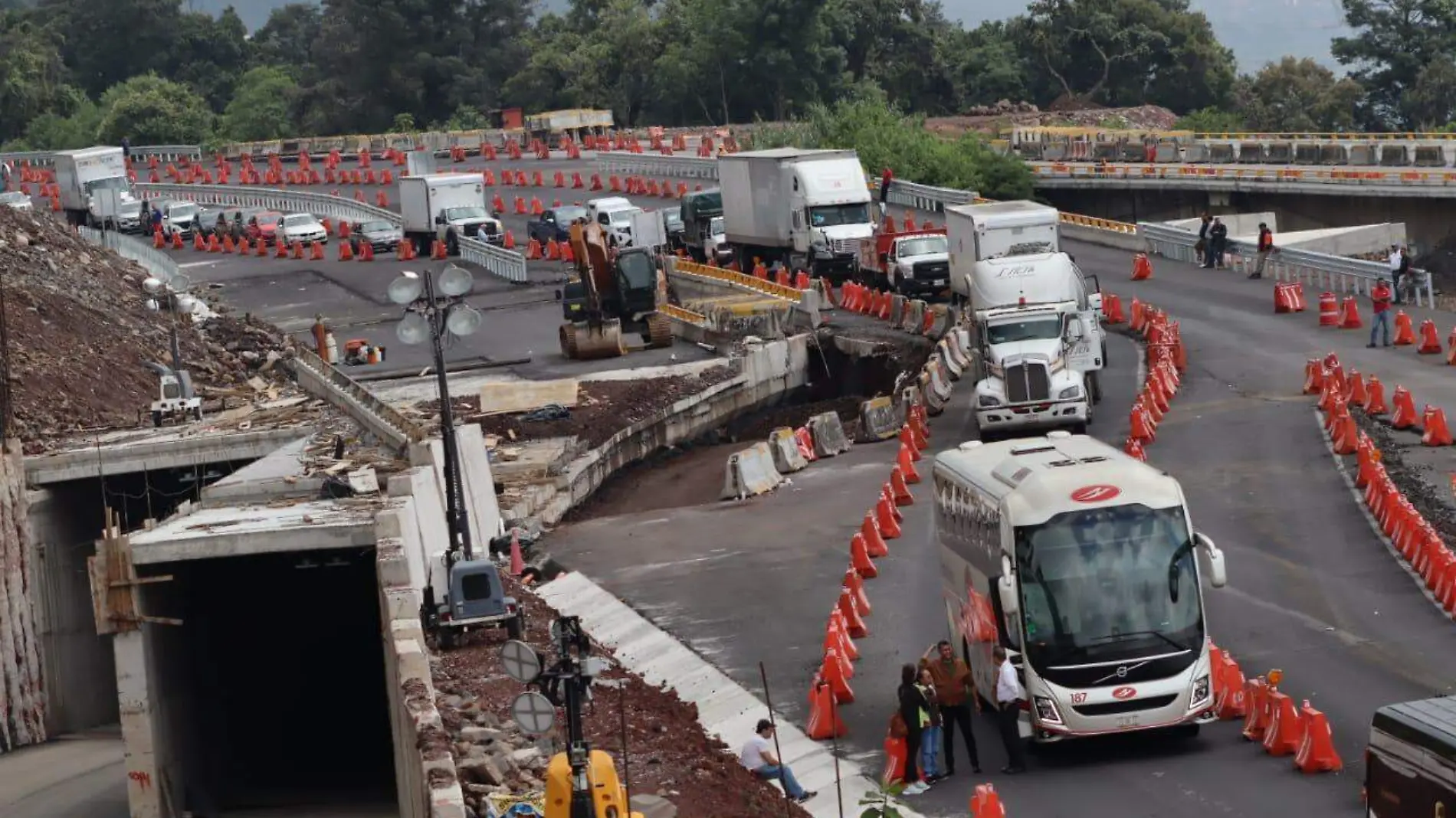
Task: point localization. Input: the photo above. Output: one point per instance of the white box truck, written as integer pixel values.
(446, 207)
(1037, 342)
(807, 208)
(79, 174)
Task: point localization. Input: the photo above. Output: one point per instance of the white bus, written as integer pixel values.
(1079, 561)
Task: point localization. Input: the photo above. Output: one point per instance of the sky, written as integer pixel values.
(1258, 31)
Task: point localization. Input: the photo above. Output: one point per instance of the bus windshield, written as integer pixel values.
(1107, 585)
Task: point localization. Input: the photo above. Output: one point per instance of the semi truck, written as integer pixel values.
(1082, 562)
(82, 174)
(807, 208)
(913, 263)
(446, 207)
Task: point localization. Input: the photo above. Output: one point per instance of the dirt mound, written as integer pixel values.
(79, 334)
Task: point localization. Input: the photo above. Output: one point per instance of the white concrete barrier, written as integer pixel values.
(750, 473)
(829, 434)
(785, 447)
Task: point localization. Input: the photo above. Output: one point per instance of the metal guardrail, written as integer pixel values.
(498, 261)
(1287, 263)
(287, 201)
(152, 260)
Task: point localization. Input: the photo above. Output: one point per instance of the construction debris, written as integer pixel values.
(79, 335)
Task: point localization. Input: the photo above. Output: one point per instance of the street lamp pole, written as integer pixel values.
(436, 316)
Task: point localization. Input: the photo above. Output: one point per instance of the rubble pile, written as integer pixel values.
(79, 334)
(669, 753)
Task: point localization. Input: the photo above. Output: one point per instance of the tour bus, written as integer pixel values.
(1081, 562)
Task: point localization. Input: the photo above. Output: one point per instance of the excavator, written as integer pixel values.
(612, 290)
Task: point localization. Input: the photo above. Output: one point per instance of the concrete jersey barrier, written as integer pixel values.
(750, 473)
(785, 447)
(880, 418)
(829, 434)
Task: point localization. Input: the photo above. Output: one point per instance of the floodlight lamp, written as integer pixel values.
(456, 281)
(462, 321)
(407, 289)
(412, 329)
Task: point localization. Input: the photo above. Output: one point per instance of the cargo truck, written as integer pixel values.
(80, 174)
(807, 208)
(446, 207)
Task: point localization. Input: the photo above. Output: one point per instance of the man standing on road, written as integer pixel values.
(1266, 248)
(1381, 303)
(956, 695)
(1008, 712)
(757, 756)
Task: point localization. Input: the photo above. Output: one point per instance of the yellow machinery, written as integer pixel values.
(609, 798)
(611, 294)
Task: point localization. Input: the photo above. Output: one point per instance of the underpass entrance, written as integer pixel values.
(270, 698)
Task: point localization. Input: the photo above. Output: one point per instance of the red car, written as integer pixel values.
(264, 224)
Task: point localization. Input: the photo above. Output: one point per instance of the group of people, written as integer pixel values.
(935, 699)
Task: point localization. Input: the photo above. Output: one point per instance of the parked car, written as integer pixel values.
(303, 227)
(16, 200)
(555, 223)
(380, 234)
(264, 224)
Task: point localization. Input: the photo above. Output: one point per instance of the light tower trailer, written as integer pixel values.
(1084, 564)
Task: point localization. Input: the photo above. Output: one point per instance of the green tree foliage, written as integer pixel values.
(153, 111)
(1297, 95)
(886, 137)
(1394, 44)
(262, 106)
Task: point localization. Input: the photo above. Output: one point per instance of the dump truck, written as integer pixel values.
(613, 292)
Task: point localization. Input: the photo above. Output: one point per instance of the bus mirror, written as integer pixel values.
(1218, 574)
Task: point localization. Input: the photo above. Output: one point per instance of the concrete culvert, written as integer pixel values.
(271, 695)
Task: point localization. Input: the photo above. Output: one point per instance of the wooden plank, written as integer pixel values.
(526, 394)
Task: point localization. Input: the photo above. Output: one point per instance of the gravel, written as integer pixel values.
(667, 751)
(79, 334)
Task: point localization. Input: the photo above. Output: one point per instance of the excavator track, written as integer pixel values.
(658, 331)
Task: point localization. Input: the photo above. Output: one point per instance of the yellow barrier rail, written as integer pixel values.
(742, 280)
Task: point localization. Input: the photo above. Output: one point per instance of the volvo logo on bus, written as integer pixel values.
(1095, 494)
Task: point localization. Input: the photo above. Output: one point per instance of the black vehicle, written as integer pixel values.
(555, 223)
(380, 234)
(1412, 760)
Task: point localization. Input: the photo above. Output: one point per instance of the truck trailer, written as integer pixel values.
(807, 208)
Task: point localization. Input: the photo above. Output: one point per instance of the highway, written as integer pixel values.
(1310, 590)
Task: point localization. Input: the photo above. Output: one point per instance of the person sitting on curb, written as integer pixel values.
(1381, 303)
(757, 756)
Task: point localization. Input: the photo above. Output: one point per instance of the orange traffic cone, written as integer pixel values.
(906, 463)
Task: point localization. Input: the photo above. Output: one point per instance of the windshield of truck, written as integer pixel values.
(923, 247)
(1031, 329)
(833, 216)
(465, 213)
(638, 271)
(1108, 584)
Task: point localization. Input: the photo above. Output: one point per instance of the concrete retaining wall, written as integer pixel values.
(424, 766)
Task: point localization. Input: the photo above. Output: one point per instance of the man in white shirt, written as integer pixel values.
(1008, 712)
(757, 756)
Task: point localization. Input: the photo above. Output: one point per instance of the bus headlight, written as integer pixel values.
(1200, 692)
(1048, 711)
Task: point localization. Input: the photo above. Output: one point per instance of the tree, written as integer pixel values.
(1297, 95)
(149, 110)
(1394, 43)
(1126, 53)
(262, 106)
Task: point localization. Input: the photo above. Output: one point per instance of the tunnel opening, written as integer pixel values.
(271, 695)
(692, 472)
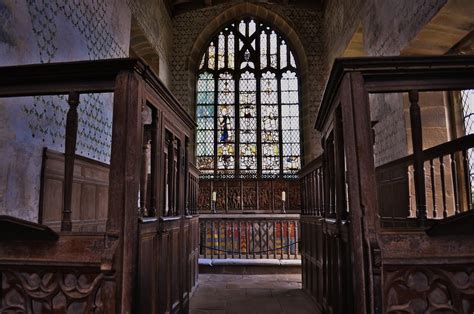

Work request> Return the listing above verbatim and exclude every picture.

Output of the exercise>
Task: point localization. Input: the photo above. Output: one point per instance of the white box truck, written as integer pixel values.
(446, 207)
(1037, 342)
(807, 208)
(79, 174)
Task: point localization. Input: the photo above. Output: one point per instance of the white bus, written as integer pixel values.
(1079, 561)
Task: point localization. Input: the photo above. Output: one point per instance of the sky, written as integer pixel values.
(1258, 31)
Task: point localization. Input: the photo above. Output: one point per instance of the bus windshield, written as integer pixel values.
(1107, 585)
Task: point localization. Input: the photo above. Output: one point per instance of the semi truck, written as integer pixel values.
(1082, 562)
(82, 174)
(807, 208)
(913, 263)
(446, 207)
Task: point localization. Input: the photo above. Output: one point per instance of the dirt mound, written as integer pixel values.
(79, 334)
Task: point localization. Input: the photo above. Output: one point per instance of the white concrete barrier, written as integer pixel values.
(750, 473)
(829, 434)
(785, 447)
Task: point localization. Input: the photo above. Output: one point per instance of the metal guardrail, written as integer pixel values.
(498, 261)
(1287, 263)
(287, 201)
(152, 260)
Task: point localization. Input: the photo above. Output: one point per instance of the construction debris, written as integer pixel values.
(79, 335)
Task: point localization. Input: the photo above. Output: one point per instance of the street lamp pole, written as integer pixel values.
(436, 316)
Task: point localization. Input: the photo above. Output: one point per instance of the rubble pile, written as integer pixel values.
(79, 334)
(669, 753)
Task: point localization. Input: the photo above. Output: one point per instance of the tour bus, written as integer pixel values.
(1081, 562)
Task: point localization. Input: the photo above. Output: one point per instance of the excavator, written as integer pixel values.
(612, 290)
Task: point localization. Input: the photo above. Output: one point per instance of the concrete jersey barrier, written as integer pixel values.
(750, 473)
(785, 447)
(880, 418)
(829, 434)
Task: point localization. Input: the photo above. Output: one point per instance of the floodlight lamp, written as integer pixel values.
(456, 281)
(462, 321)
(407, 289)
(412, 329)
Task: point localization. Input: the photo above. Output: one point per instance of the cargo truck, written as integer pixel values.
(80, 174)
(807, 208)
(446, 207)
Task: point localization. Input: the photo above. Output: one point per instance of the man standing on road, written as integer pixel values.
(1266, 248)
(1381, 303)
(956, 695)
(1008, 712)
(757, 756)
Task: point localization. Input: the photo above. Output: one point per instance of the yellow machinery, written as integer pixel values.
(609, 798)
(611, 294)
Task: point localization. Input: the photo above. Output: one point per instance of the underpass entrance, written as integer pixel values.
(270, 698)
Task: point localization. Input: the photo above. Output: one point per instance of the red car, written as integer pixel values.
(264, 224)
Task: point localization. Input: the photo above. Output: one point per instance of the group of people, written as integer pixel values.
(935, 699)
Task: point localization. Input: the photo above. Output: one point per instance of the parked car, written as integer pixel values.
(303, 227)
(16, 200)
(555, 223)
(380, 234)
(264, 224)
Task: point localization. Input: the photo above. Output: one point per instance of the light tower trailer, written as integer pixel values.
(1084, 564)
Task: point localization. Input: the photo above. Output: one point per instance of the green tree foliage, written as integer pixel values.
(153, 111)
(1297, 95)
(886, 137)
(1394, 44)
(262, 106)
Task: point localization. Input: the photo above. Output: one point per instance of the dump truck, written as integer pixel values.
(613, 292)
Task: point localization. Input: the photo above. Output: one point per instance of the bus mirror, written as integer pixel values.
(1218, 574)
Task: point localization. Input: the photo above. Output: one point per instance of the concrete culvert, written as integer pixel values.
(271, 695)
Task: point localization. Input: the photo above. Output: one point per instance of the wooden plank, written as integer pixel values.
(526, 394)
Task: point localization. Input: the photo above. Output: one point per instance of the gravel, written as integer pixel values.
(667, 751)
(79, 334)
Task: point localization. Input: the photo above. Output: one point per instance of the excavator track, written as integer pixel values.
(658, 331)
Task: point localization. Input: the photo above. Output: one point per instance of the yellow barrier rail, written as integer pixel values.
(742, 280)
Task: point localization. Input: the photo above. Output: one point per instance of the volvo logo on bus, written as integer pixel values.
(1095, 494)
Task: point localization. Input: the photo above. Output: one point per instance of the black vehicle, written as integer pixel values.
(555, 223)
(380, 234)
(1412, 760)
Task: point localization. Input: the photo above. Output: one point per instance of the truck trailer, written as integer pixel values.
(807, 208)
Task: point localization. Input: the photo above. Output: one point per instance of the highway, written as integer pixel values.
(1310, 590)
Task: point localization. Input: the photo above. Output: one point per instance of the person sitting on curb, written as integer pixel values.
(1381, 303)
(757, 756)
Task: point localization. Input: the photo above. Output: one point per instance of the orange traffic cone, written as integer pixel values.
(906, 463)
Task: point localization. Input: the photo above. Output: one point per instance of the windshield of truck, written as integer pixel values.
(923, 247)
(1031, 329)
(833, 216)
(465, 213)
(638, 271)
(1108, 584)
Task: point localization. Input: the photo above. Output: one point per instance of the concrete retaining wall, written as integer pixel values.
(424, 766)
Task: point localization. Input: the photo above. Output: one point per instance of the man in white shirt, written as integer pixel values.
(1008, 712)
(757, 756)
Task: point localization. Input: the photo above. Output: one point per instance of the bus headlight, written as integer pixel values.
(1200, 692)
(1048, 711)
Task: point localization. Input: the photo above. Output: one point per instance of the tree, written as integer pixel values.
(1297, 95)
(149, 110)
(1394, 43)
(1126, 53)
(262, 106)
Task: point localization. Input: the photo above. Output: one point per instance of the tunnel opening, written as integer pixel values.
(271, 695)
(692, 472)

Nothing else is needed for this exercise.